Point annotation dataset records:
** BEGIN **
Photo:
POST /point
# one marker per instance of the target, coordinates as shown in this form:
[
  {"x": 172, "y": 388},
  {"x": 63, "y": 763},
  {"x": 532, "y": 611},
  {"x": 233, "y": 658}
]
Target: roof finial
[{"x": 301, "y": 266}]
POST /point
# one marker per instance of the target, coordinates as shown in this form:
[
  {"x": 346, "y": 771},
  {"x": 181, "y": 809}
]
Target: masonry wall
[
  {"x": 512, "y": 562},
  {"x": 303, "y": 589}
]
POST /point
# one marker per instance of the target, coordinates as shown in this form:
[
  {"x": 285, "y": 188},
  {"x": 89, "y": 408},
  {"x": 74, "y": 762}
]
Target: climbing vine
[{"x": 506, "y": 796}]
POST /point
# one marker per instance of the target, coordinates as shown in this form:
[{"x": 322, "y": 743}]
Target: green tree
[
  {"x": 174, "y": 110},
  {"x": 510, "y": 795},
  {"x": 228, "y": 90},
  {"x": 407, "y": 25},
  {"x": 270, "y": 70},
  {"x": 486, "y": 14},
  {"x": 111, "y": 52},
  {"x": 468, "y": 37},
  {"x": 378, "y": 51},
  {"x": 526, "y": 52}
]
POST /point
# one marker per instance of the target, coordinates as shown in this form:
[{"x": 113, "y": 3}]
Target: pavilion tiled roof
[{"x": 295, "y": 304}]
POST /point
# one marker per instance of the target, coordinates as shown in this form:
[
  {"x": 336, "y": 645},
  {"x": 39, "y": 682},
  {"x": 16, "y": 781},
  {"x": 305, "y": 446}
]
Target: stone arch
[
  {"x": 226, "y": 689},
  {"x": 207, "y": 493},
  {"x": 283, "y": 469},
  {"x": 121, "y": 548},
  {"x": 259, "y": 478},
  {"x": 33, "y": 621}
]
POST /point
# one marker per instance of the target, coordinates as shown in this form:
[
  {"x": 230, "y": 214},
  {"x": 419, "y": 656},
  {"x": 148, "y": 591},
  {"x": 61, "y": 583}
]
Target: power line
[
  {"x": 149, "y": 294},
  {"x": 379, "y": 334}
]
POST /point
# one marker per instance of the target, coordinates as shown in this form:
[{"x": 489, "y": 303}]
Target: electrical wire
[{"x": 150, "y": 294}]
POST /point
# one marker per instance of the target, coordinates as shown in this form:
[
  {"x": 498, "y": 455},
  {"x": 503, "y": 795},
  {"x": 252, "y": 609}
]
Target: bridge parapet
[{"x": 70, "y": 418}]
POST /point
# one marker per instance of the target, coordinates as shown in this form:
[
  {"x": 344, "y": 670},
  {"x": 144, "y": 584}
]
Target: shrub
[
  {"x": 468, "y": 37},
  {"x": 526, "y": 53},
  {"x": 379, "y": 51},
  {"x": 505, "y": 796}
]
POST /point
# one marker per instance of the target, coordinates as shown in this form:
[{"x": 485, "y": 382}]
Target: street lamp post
** END **
**Task description**:
Make an exact copy of the material above.

**Full output**:
Photo:
POST /point
# one marker per instance of the target, coordinates as shown in this form:
[
  {"x": 172, "y": 388},
  {"x": 63, "y": 763},
  {"x": 532, "y": 611},
  {"x": 233, "y": 658}
]
Target: roof finial
[{"x": 301, "y": 266}]
POST /point
# one marker per instance of the target, coordinates as shown in this form:
[
  {"x": 346, "y": 771},
  {"x": 181, "y": 809}
]
Target: masonry wall
[
  {"x": 512, "y": 562},
  {"x": 303, "y": 589}
]
POST /point
# one marker per instance of the target, coordinates as shown in this form:
[
  {"x": 285, "y": 188},
  {"x": 89, "y": 408},
  {"x": 74, "y": 762}
]
Target: climbing vine
[{"x": 506, "y": 796}]
POST /point
# one marker per instance of the target, coordinates as shown in this form:
[{"x": 322, "y": 743}]
Target: green tree
[
  {"x": 174, "y": 110},
  {"x": 510, "y": 795},
  {"x": 228, "y": 90},
  {"x": 407, "y": 25},
  {"x": 270, "y": 70},
  {"x": 486, "y": 14},
  {"x": 111, "y": 52},
  {"x": 468, "y": 37},
  {"x": 378, "y": 51},
  {"x": 526, "y": 52}
]
POST /point
# one marker per instance of the target, coordinates as shown in this form:
[{"x": 113, "y": 3}]
Target: pavilion tiled roof
[{"x": 295, "y": 304}]
POST /point
# one marker per instance of the target, coordinates as shown in this form:
[
  {"x": 336, "y": 645},
  {"x": 39, "y": 682},
  {"x": 16, "y": 781},
  {"x": 305, "y": 446}
]
Target: stone arch
[
  {"x": 226, "y": 689},
  {"x": 207, "y": 493},
  {"x": 283, "y": 469},
  {"x": 121, "y": 548},
  {"x": 259, "y": 478},
  {"x": 33, "y": 621}
]
POST /point
# one marker per instance of the target, coordinates as shown in this form:
[
  {"x": 230, "y": 214},
  {"x": 419, "y": 656},
  {"x": 148, "y": 591},
  {"x": 61, "y": 583}
]
Target: power line
[
  {"x": 149, "y": 294},
  {"x": 379, "y": 334}
]
POST /point
# one marker per instance of the target, coordinates as shown in this form:
[{"x": 489, "y": 303}]
Target: electrical wire
[{"x": 150, "y": 294}]
POST /point
# one marker per instance of the target, coordinates as shown in this form:
[
  {"x": 498, "y": 455},
  {"x": 503, "y": 795},
  {"x": 252, "y": 609}
]
Target: bridge parapet
[{"x": 70, "y": 418}]
POST /point
# one marker per instance of the target, coordinates as shown in this form:
[
  {"x": 344, "y": 670},
  {"x": 144, "y": 584}
]
Target: shrub
[
  {"x": 468, "y": 37},
  {"x": 526, "y": 53},
  {"x": 379, "y": 51},
  {"x": 505, "y": 796}
]
POST /point
# one marker per instance of the target, coordinates as shown in this form:
[{"x": 485, "y": 382}]
Target: street lamp post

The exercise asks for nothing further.